> ENTRIES SUPPLIED
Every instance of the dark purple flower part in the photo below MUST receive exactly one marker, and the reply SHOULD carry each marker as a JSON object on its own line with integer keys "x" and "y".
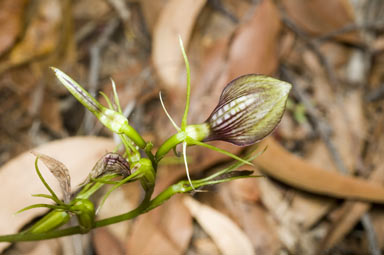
{"x": 249, "y": 108}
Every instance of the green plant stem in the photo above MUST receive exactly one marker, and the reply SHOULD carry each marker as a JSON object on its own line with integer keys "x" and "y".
{"x": 145, "y": 206}
{"x": 134, "y": 136}
{"x": 169, "y": 144}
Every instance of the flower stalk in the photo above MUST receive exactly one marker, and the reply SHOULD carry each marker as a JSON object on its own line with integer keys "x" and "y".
{"x": 250, "y": 107}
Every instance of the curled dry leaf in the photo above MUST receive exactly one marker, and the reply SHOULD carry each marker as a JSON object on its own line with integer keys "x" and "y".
{"x": 229, "y": 238}
{"x": 42, "y": 34}
{"x": 60, "y": 171}
{"x": 19, "y": 177}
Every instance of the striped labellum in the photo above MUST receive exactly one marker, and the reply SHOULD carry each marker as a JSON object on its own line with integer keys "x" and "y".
{"x": 250, "y": 107}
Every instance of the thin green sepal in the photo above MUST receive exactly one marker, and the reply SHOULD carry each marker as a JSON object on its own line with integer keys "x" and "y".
{"x": 184, "y": 120}
{"x": 191, "y": 141}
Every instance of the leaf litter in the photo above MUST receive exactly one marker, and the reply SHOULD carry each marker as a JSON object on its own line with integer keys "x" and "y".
{"x": 305, "y": 204}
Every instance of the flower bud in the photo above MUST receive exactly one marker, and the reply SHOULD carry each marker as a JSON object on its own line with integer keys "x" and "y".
{"x": 250, "y": 107}
{"x": 113, "y": 120}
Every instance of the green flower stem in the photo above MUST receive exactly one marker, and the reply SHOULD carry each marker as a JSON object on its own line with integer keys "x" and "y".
{"x": 169, "y": 144}
{"x": 134, "y": 136}
{"x": 52, "y": 220}
{"x": 145, "y": 206}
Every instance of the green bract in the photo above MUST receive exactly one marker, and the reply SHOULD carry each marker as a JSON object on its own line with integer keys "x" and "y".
{"x": 250, "y": 107}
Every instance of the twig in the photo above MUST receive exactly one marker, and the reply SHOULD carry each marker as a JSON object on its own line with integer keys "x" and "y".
{"x": 313, "y": 45}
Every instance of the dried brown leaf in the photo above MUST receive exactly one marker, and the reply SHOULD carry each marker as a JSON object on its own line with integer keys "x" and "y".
{"x": 60, "y": 171}
{"x": 42, "y": 34}
{"x": 229, "y": 238}
{"x": 166, "y": 230}
{"x": 318, "y": 18}
{"x": 298, "y": 173}
{"x": 19, "y": 177}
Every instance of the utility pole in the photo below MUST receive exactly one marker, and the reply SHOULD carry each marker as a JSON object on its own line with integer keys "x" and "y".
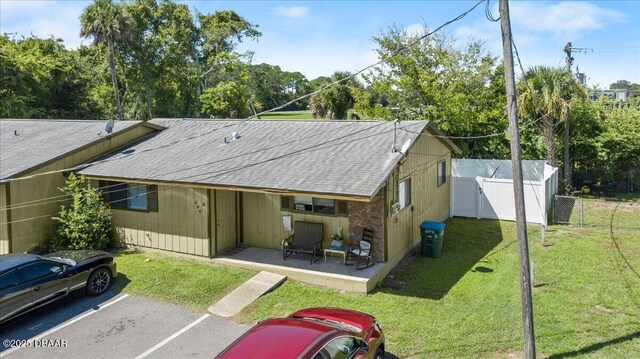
{"x": 569, "y": 60}
{"x": 567, "y": 130}
{"x": 518, "y": 186}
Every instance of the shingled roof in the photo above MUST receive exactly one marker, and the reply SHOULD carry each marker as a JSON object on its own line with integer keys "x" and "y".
{"x": 348, "y": 158}
{"x": 28, "y": 144}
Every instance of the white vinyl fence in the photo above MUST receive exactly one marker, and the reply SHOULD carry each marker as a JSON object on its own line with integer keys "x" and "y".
{"x": 484, "y": 189}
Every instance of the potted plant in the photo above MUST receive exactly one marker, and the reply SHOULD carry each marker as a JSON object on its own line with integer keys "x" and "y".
{"x": 336, "y": 239}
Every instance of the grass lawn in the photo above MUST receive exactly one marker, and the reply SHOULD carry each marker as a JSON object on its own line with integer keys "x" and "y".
{"x": 193, "y": 284}
{"x": 287, "y": 115}
{"x": 466, "y": 304}
{"x": 604, "y": 211}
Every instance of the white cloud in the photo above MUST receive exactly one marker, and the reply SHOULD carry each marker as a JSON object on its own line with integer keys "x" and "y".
{"x": 415, "y": 30}
{"x": 44, "y": 19}
{"x": 293, "y": 12}
{"x": 317, "y": 58}
{"x": 567, "y": 19}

> WORK REQUIRED
Give back the material word for word, leaving out its pictures.

> WRITTEN REPLY
Every instance of the dark purple flower part in the photo below MUST receive exactly one marker, and the reply SHOULD carry each marker as a JSON object on its own line with integer keys "x" and "y".
{"x": 249, "y": 108}
Every instance of the green plant stem in the photo above MUST receive exactly one marker, and the reply SHOULD carry each marker as a JSON object on its own line with integer keys "x" and "y".
{"x": 145, "y": 206}
{"x": 134, "y": 136}
{"x": 169, "y": 144}
Every instance of the flower stalk in the photo above MUST receive exactly one marker, and the reply SHOULD carry each marker as a JSON object on its own line with integer keys "x" and "y".
{"x": 250, "y": 107}
Every instance of the curled dry leaf in the photo above MUST receive exactly one marker, and the reply SHOULD carry each marker as a JSON object on its own line with integer keys "x" and "y".
{"x": 229, "y": 238}
{"x": 42, "y": 34}
{"x": 60, "y": 171}
{"x": 19, "y": 177}
Every instance of the striped labellum in the photo above MUST receive exactly one marker, and the reply SHOULD carry each marker as a JSON object on its own line with integer keys "x" and "y".
{"x": 250, "y": 107}
Every instance of the thin green sepal in the photo above MUST receive exactly one marker, and the reply SHOULD carry each marker as a JSON object on its own line with integer keys "x" and "y".
{"x": 184, "y": 120}
{"x": 191, "y": 141}
Every instance of the leaf litter in the photo above MUST receive exactly one marker, and the reply SHOULD carry each marker as a JSON object on its own line with integer keys "x" and "y".
{"x": 305, "y": 204}
Every instance of the flower bud in the photo above MUST receive exactly one marker, and the reply SHOULD carry each marker as a JSON object on its own line with integer keys "x" and "y".
{"x": 250, "y": 107}
{"x": 113, "y": 120}
Every instance of the green flower stem in the photo above MUST receive exactly one marker, and the reply SHOULD carry each marker as a JSON object on its own line with integer keys "x" and "y".
{"x": 169, "y": 144}
{"x": 134, "y": 136}
{"x": 52, "y": 220}
{"x": 145, "y": 206}
Every instance of the green bract in the photo above MUST receive exactly one marker, and the reply SHOULD carry each marker as a JSON object on its own line with integer keys "x" and "y".
{"x": 250, "y": 107}
Every instance of the twig in the photo above MUST receive exactly one marker, and the reply SHOULD carry each marker as a JSON object on its own line with integer keys "x" and "y".
{"x": 313, "y": 45}
Every instance of the dried brown leaf in the photo above MUST receive exactly one marker, and the reply SHOULD carry each marker as a JSON object on its own line with integer keys "x" and "y".
{"x": 60, "y": 171}
{"x": 42, "y": 34}
{"x": 229, "y": 238}
{"x": 166, "y": 230}
{"x": 318, "y": 18}
{"x": 298, "y": 173}
{"x": 19, "y": 177}
Every instance of the utility pole in the photo below MUST receive exactly one marker, and the reply SHOULD carry each marker as a JSON object on its own line with integer keys "x" and "y".
{"x": 569, "y": 60}
{"x": 567, "y": 130}
{"x": 518, "y": 186}
Every instance of the shingled roof in the photo above MUST receive exactly one marker, and the reply SHOULD carry each marker as a JSON object on its own line with integer keys "x" and "y".
{"x": 348, "y": 158}
{"x": 28, "y": 144}
Every instance of the white vinyl fence in the photo above MUST receive exactly one marker, and the reply SHOULD carry each marker as a JSON object on its own line with integer keys "x" and "y".
{"x": 484, "y": 189}
Every instance of the potted plant in the photo above MUST receive exactly one marker, and the reply SHOULD carry each marker as a JSON object on its own line with integer keys "x" and "y".
{"x": 336, "y": 239}
Every instance of the grass lawn in the photo above MUST receive exactly one marker, and the reply SHOULD carry each marker as a JSON object on its own line with integer keys "x" and "y".
{"x": 193, "y": 284}
{"x": 287, "y": 115}
{"x": 466, "y": 304}
{"x": 604, "y": 211}
Every instance of the white cloud in the photo above MUST receive exactly one marker, and the reply SHOULD carry each marker as a JSON object on its own line with integer keys "x" and "y".
{"x": 415, "y": 30}
{"x": 44, "y": 19}
{"x": 293, "y": 12}
{"x": 317, "y": 58}
{"x": 567, "y": 19}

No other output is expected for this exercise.